**TESTO ESTRATTO:**
L’amministrazione Trump ha presentato all’Onu la notifica formale per il ritiro degli Stati Uniti dall’accordo di Parigi, avviando un processo burocratico della durata di un anno che porterà il Paese fuori dall’intesa globale sulla lotta al cambiamento climatico il giorno dopo le prossime elezioni presidenziali. L’iniziativa, per quanto attesa (Trump l’aveva annunciata già nel 2017), ha provocato espressioni di rammarico e preoccupazione da parte di numerosi paesi. Se secondo Washington l’accordo pone “un iniquo onere economico” sugli americani, gli altri 187 paesi firmatari non sono dello stesso avviso. L’intesa sottoscritta nel 2015 impegna a limitare l’aumento delle temperature sotto i due gradi rispetto ai livelli pre-industriali e a tentare di ridurre ulteriomente il riscaldamento a 1,5 gradi. Il presidente Donald Trump ha deciso di procedere con il ritiro dall’accordo nonostante le crescenti evidenze dell’impatto del cambiamento climatico, dopo un settembre che è stato il quarto mese di fila con temperature record.
Washington ha presentato la sua lettera di ritiro all’Onu nella prima data possibile in base ai termini dell’intesa negoziata dal predecessore di Trump Barack Obama, facendo della più grande economia al mondo la sola esclusa dall’accordo. Gli Usa saranno ufficialmente fuori dall’accordo di Parigi il 4 novembre 2020, il giorno dopo l’elezione nella quale Trump spera di ottenere un secondo mandato. Annunciando l’iniziativa, il segretario di Stato Mike Pompeo ha ribadito la linea che l’accordo è svantaggioso per le imprese Usa. “E’ l’America che si troverebbe in gabbia” ha detto Pompeo alla rete tv Fox Business. “Sarebbe essenzialmente ingiusto verso il popolo americano e i lavoratori americani”. Pompeo ha affermato in una nota che gli Usa proporranno “un modello realistico e pragmatico” che comprenda le energie rinnovabili ma lasci spazio a quelle fossili.

**VOCI DI DATI:**
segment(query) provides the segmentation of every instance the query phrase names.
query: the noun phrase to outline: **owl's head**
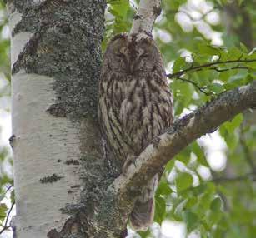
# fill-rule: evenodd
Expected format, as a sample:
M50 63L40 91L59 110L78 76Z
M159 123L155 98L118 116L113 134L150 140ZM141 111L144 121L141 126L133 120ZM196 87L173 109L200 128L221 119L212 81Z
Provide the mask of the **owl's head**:
M159 63L163 65L161 54L149 36L118 35L109 42L104 57L113 70L127 74L152 72Z

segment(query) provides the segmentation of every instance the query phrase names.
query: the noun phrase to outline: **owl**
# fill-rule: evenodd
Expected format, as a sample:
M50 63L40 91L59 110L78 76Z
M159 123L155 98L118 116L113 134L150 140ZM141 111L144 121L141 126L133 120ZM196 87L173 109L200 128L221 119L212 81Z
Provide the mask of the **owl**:
M173 121L173 97L159 50L149 36L121 34L106 49L99 82L98 119L117 166L123 172ZM153 221L155 175L137 198L130 216L135 231Z

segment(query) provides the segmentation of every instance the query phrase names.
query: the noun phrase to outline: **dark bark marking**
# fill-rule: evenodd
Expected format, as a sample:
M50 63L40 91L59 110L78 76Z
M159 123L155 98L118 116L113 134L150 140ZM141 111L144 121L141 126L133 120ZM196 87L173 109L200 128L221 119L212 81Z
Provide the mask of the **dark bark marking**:
M13 143L14 143L15 139L16 139L15 135L12 135L12 136L9 138L9 144L12 149L13 149Z
M53 183L61 180L62 178L63 178L63 176L58 176L56 174L53 174L52 176L41 178L39 181L41 183Z
M69 165L74 165L74 166L78 166L80 165L79 161L78 160L68 160L65 161L65 164L69 166Z

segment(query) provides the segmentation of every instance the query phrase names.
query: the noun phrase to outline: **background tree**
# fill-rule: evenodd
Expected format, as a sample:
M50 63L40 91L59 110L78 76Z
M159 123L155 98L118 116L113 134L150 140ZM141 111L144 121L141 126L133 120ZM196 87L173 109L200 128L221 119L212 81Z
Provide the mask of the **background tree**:
M18 4L18 2L22 1L10 2L13 2L17 4L17 6L21 7L20 9L23 9L24 11L28 11L28 7L23 7L21 3ZM24 1L24 2L25 2L26 1ZM26 2L26 4L27 3ZM102 6L103 6L103 2L98 2L98 3L103 4ZM25 64L27 72L28 68L28 72L32 70L33 73L51 77L53 76L54 78L58 78L59 80L61 80L63 76L66 75L67 77L67 75L68 75L77 82L78 82L76 81L77 79L83 77L88 79L88 82L92 82L89 78L94 77L97 79L98 76L99 61L93 56L98 56L99 41L101 39L100 34L103 32L101 27L99 27L99 22L103 21L103 18L94 20L94 15L96 14L94 12L90 12L91 15L88 14L88 16L91 17L88 17L88 18L84 17L84 12L78 11L79 13L76 13L79 16L79 19L87 20L88 22L90 22L89 25L91 25L93 19L96 25L98 24L98 27L94 27L94 30L97 32L97 36L95 36L95 37L97 37L98 40L95 41L93 38L98 46L93 43L90 46L88 45L89 42L94 41L85 42L83 39L78 41L77 38L75 41L77 44L73 44L73 34L71 34L72 37L70 37L70 38L68 37L66 44L63 45L63 39L66 40L67 36L70 36L68 33L68 26L75 26L75 24L78 23L78 25L76 25L76 27L78 26L78 31L83 28L82 26L79 25L80 23L76 22L73 23L73 21L74 18L68 18L67 16L64 16L63 7L65 8L65 7L63 7L64 5L63 4L63 1L45 1L45 3L42 3L43 7L42 6L41 8L35 7L36 10L38 9L38 12L35 12L42 14L40 17L43 18L39 18L43 20L51 19L48 17L51 15L48 14L52 14L53 12L51 11L53 11L53 9L54 11L58 9L59 12L56 12L54 17L56 18L54 18L53 21L49 21L50 22L41 21L39 25L37 22L34 26L31 26L28 22L26 22L26 17L23 18L24 26L21 25L19 27L21 28L18 27L18 30L24 29L22 27L26 28L29 26L29 27L32 28L29 28L28 32L31 32L31 29L33 31L36 29L44 33L44 30L49 28L48 24L55 23L55 20L56 22L61 23L59 25L54 24L55 31L48 32L48 34L50 35L43 35L43 37L47 37L52 36L51 34L54 32L56 35L54 35L55 37L53 38L53 42L48 42L48 39L43 42L44 38L40 38L41 48L39 47L39 52L41 52L41 54L38 52L35 54L33 52L24 52L25 58L28 60L25 62L20 61L19 64L16 64L16 69L22 67L21 66ZM73 7L78 9L76 8L77 7L75 7L76 3L73 4ZM86 3L84 4L86 5ZM175 115L177 117L180 117L192 109L207 103L208 101L216 97L218 94L225 93L228 90L232 90L236 87L248 84L255 78L255 62L244 62L255 59L255 53L253 49L253 42L255 42L255 37L253 36L253 34L255 34L255 19L253 18L255 17L255 14L253 12L253 1L232 1L232 2L229 2L229 1L163 1L162 14L155 24L153 35L164 57L167 71L169 72L170 87L174 93ZM28 5L27 5L27 7L28 6ZM138 2L129 2L124 0L113 0L108 2L106 31L103 42L103 49L111 37L118 32L129 31L137 6ZM88 10L88 5L84 6L84 11ZM2 7L3 9L3 5L2 5ZM81 7L79 8L81 8ZM42 9L45 12L41 11ZM64 11L64 12L69 12L68 11ZM58 13L59 15L58 15ZM36 15L34 15L34 17ZM103 16L103 12L97 16ZM223 17L225 17L225 21L221 20L223 19ZM6 18L3 19L5 20L3 21L2 26L3 29L2 32L4 32L4 29L6 29L6 27L4 27L6 25ZM68 24L66 24L67 19L68 20ZM27 21L28 21L28 17L27 17ZM101 22L101 23L102 22ZM230 24L230 22L232 23ZM25 23L28 26L26 26ZM83 23L83 28L88 29L88 23L85 23L85 22ZM245 25L247 26L246 27L244 27ZM53 27L53 25L52 27ZM72 27L71 28L73 29ZM226 29L228 29L228 31ZM94 36L93 34L91 35L90 32L88 32L84 33L84 37L86 39ZM13 34L18 32L18 31L14 33L13 32ZM32 41L32 42L36 42L37 38L34 38L34 40L35 41ZM68 43L68 40L71 41L70 43ZM81 46L82 42L84 42L84 44ZM1 66L3 68L2 72L4 72L4 77L2 80L7 82L7 79L10 78L8 70L4 70L4 68L8 68L6 66L8 66L7 52L8 49L7 47L8 45L7 43L8 41L4 38L1 39L1 44L2 42L3 51L1 51L1 57L3 57L3 63ZM52 46L52 47L48 47L48 46ZM76 52L78 55L81 54L82 57L84 55L89 56L88 57L89 60L85 59L85 61L77 63L75 67L67 68L70 62L73 62L77 57L72 54L69 55L71 46L73 46L72 49ZM88 46L88 47L84 46ZM81 47L83 47L83 49ZM28 49L29 48L31 48L31 45L28 46ZM89 49L91 49L92 52L90 52ZM92 49L97 49L98 53L95 54L95 52ZM65 54L66 51L68 52L68 56ZM78 52L77 51L78 51ZM61 58L56 59L54 56L56 56L57 53L61 56ZM55 67L40 67L40 61L43 59L45 55L48 57L47 60L49 60L49 63L53 62L58 62ZM33 61L29 60L29 57L33 58ZM73 58L71 59L70 57L73 57ZM93 60L92 60L92 58ZM35 59L37 59L36 62ZM39 61L38 61L38 59ZM44 66L45 60L44 58ZM58 62L58 60L63 61L63 62ZM220 62L226 63L219 63ZM93 64L94 62L95 64ZM38 65L35 65L35 63L38 63ZM61 65L62 67L60 67ZM81 70L81 68L83 67L86 71ZM88 68L92 70L88 72ZM79 69L79 71L77 71L78 69ZM43 72L40 72L40 70ZM58 81L58 86L61 84L60 82L61 81ZM70 83L71 81L67 82ZM87 107L87 106L89 105L89 102L87 100L93 98L92 101L95 102L93 98L96 97L95 87L97 84L92 86L84 85L83 83L85 82L78 82L77 85L73 83L66 85L64 83L63 87L58 91L60 94L62 92L65 92L63 94L64 97L61 97L61 98L58 98L57 100L59 103L59 102L63 102L63 100L69 98L70 100L62 104L64 105L66 109L63 112L62 110L63 107L60 107L60 110L56 111L56 104L58 105L58 103L54 103L54 107L50 107L50 109L53 113L57 112L58 113L65 112L68 114L68 117L64 117L64 119L63 118L63 120L68 120L67 118L70 117L73 119L74 117L77 117L77 119L79 118L79 126L81 126L79 130L81 130L81 128L85 128L84 130L88 131L88 126L95 128L93 126L94 122L93 122L93 119L91 117L92 115L95 115L95 112L93 111L95 107L93 104L90 105L90 109ZM8 85L8 83L7 85ZM71 95L72 97L76 95L76 90L81 87L93 90L89 91L92 92L92 93L90 93L92 97L88 97L88 95L83 95L83 92L82 92L79 95L79 98L84 98L83 99L84 101L80 101L81 103L79 103L79 107L77 107L74 106L78 105L78 102L73 101L71 97L67 97L67 95ZM3 92L5 94L9 93L8 88L4 88ZM49 104L51 103L52 102L49 102ZM72 109L73 107L75 108L74 110ZM57 108L59 109L58 107ZM88 110L91 109L93 111L89 111L89 117L83 114L87 112ZM79 112L83 112L83 113L81 114ZM250 116L251 112L248 112L248 114ZM246 119L252 118L252 117L249 116L246 116ZM54 120L60 120L58 117L57 117L57 119ZM243 115L240 114L233 121L223 124L217 131L213 133L213 137L215 141L213 141L213 139L212 139L212 141L207 140L205 137L204 140L198 140L179 152L173 160L168 163L156 195L155 221L157 223L161 225L162 222L164 221L163 226L166 227L166 224L168 224L166 221L184 222L187 225L185 231L187 235L197 233L200 234L203 237L207 237L207 236L209 237L253 237L253 234L255 234L256 231L254 224L254 217L256 217L256 207L254 206L255 162L253 161L253 153L255 153L256 146L256 127L252 124L242 124L243 117ZM86 118L85 121L84 118ZM82 123L82 121L83 122ZM205 121L205 123L207 122L208 121ZM69 128L69 126L67 126L67 124L66 126L63 125L63 127ZM77 126L74 126L74 128L78 128ZM56 127L53 126L53 130L56 130ZM93 130L91 131L92 132L90 135L95 135L95 131L93 131ZM62 131L62 134L67 135L67 132L63 133ZM46 134L45 136L47 138ZM92 137L88 138L88 140L91 139ZM58 141L58 140L59 138L57 139L56 137L56 140L53 141ZM71 143L73 138L69 137L67 140L70 142L70 145L73 145L73 141ZM86 141L86 138L83 138L83 140ZM207 143L210 141L210 143L217 144L216 140L218 140L217 141L222 141L222 148L213 147ZM81 154L87 154L87 151L91 153L92 147L99 148L100 146L98 145L91 145L89 147L83 148ZM218 151L212 151L211 150L213 149L217 149ZM70 153L72 152L73 152L73 151L70 151ZM93 181L92 178L101 182L103 181L101 176L106 172L102 169L104 167L102 160L97 160L98 157L97 150L96 156L95 151L93 151L93 156L92 157L87 157L91 158L87 160L87 163L82 163L83 165L80 166L83 168L90 168L92 171L98 169L98 173L94 177L91 176L91 175L86 175L83 178L83 182L85 180L89 181L86 183L86 186L88 186L88 187L93 186L93 182L90 183ZM3 153L2 161L4 161L3 165L6 165L6 161L8 161L7 157L8 156L8 156L6 152ZM227 162L225 162L225 158L227 158ZM223 166L216 167L216 163L213 163L214 160L219 160L218 164L222 162ZM66 160L65 162L67 162L67 161L68 160ZM88 163L88 161L90 162ZM72 161L72 166L75 166L73 162L74 161ZM58 164L62 163L59 162ZM31 166L33 167L32 169L34 169L34 166L31 165ZM60 166L61 170L65 170L65 165ZM79 166L77 165L77 166ZM98 170L99 166L101 167L100 170ZM68 166L66 167L68 167ZM76 166L75 168L78 169ZM43 170L43 172L45 174L45 171ZM40 179L44 178L45 180L43 180L43 181L48 181L48 179L54 179L55 176L51 176L54 173L51 173L43 176L38 176L38 179L35 179L35 181L38 181ZM57 176L55 179L62 176L58 173L55 175ZM90 179L88 180L88 178ZM105 177L103 179L106 180ZM65 183L63 180L62 181L60 179L58 181L58 182L61 181L63 181L64 186L67 186L67 183ZM110 182L110 181L107 181L107 183L108 182ZM11 184L12 179L9 178L8 173L1 173L0 185L3 194L1 196L2 199L6 196L7 188L9 188ZM55 184L59 186L59 184ZM38 186L38 184L37 184L37 186ZM48 187L51 186L49 186ZM32 190L33 187L29 186L28 189ZM10 190L7 192L8 197L9 197ZM68 191L68 189L66 191ZM25 194L28 193L28 190L23 192ZM45 192L49 193L48 191ZM51 194L52 193L49 193L49 195ZM100 193L97 193L95 191L89 191L83 195L86 196L86 194L90 197L90 204L93 204L93 201L97 201L98 198L96 200L92 199L92 195L97 194L97 196L98 196ZM83 197L83 199L85 198ZM87 197L86 199L88 198ZM2 219L3 226L8 227L8 221L5 216L8 215L8 210L5 205L6 203L6 199L2 201L0 206L0 213L2 216L0 220ZM91 207L93 206L94 204L92 205ZM74 212L75 207L71 206L68 208L70 208L68 211L71 213ZM38 214L40 214L40 210L38 210L38 208L37 209ZM81 209L81 207L78 207L78 210L79 209ZM108 217L107 215L106 216ZM95 221L95 216L93 219ZM99 219L103 218L99 217ZM71 221L71 223L73 223L73 221ZM63 232L65 231L67 231L63 230ZM139 234L142 237L149 237L149 236L165 237L164 235L161 234L163 232L164 232L164 231L161 231L159 226L155 225L147 232L140 232ZM52 234L54 234L54 230L53 230ZM137 236L138 235L130 236ZM172 236L173 236L173 234L172 234ZM175 235L173 236L175 237Z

**ISTRUZIONI E REQUISITI:** Secondo il testo estratto, in quale data gli Stati Uniti saranno ufficialmente fuori dall’accordo di Parigi?

**RISPOSTA AL COMPITO:** Il 4 novembre 2020.